SET PROBLEM>
Could you write out the records below word for word, leaving out the pictures?

--

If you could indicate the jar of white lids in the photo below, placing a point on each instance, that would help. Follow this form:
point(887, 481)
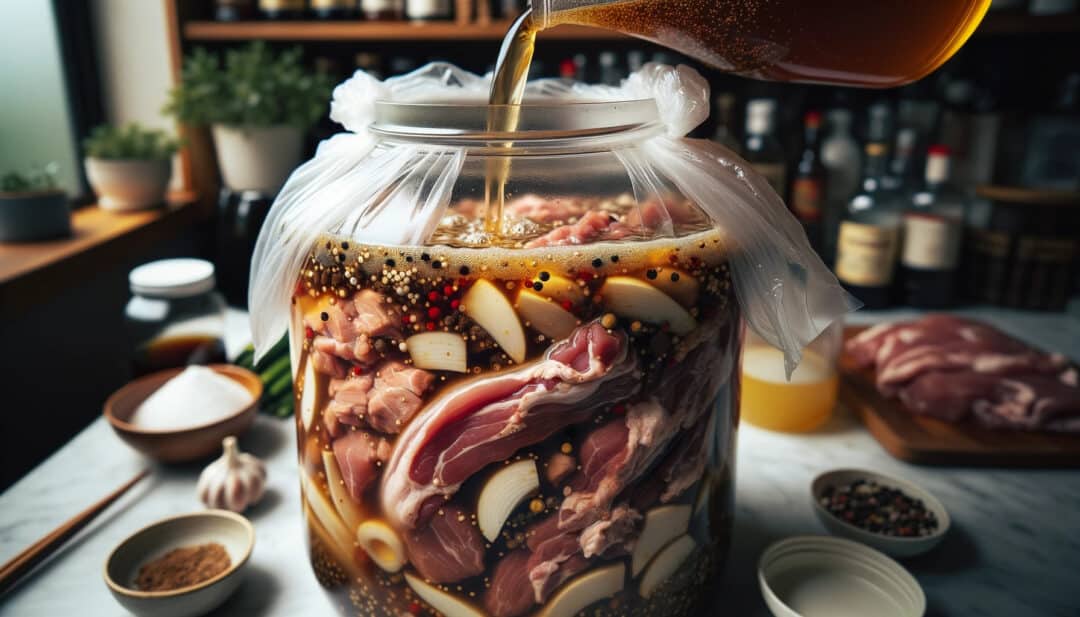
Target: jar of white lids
point(175, 317)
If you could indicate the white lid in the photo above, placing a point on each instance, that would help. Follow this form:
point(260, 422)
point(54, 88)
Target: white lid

--

THE OUTPUT>
If you could indicate the jar of white lids in the photo below, placing a point on each instance, that would help. Follow this form:
point(887, 481)
Target: jar of white lids
point(175, 317)
If you could indicate the white lid in the photo above, placing a point on each instance, that would help. Follow this form:
point(260, 422)
point(54, 88)
Target: white lid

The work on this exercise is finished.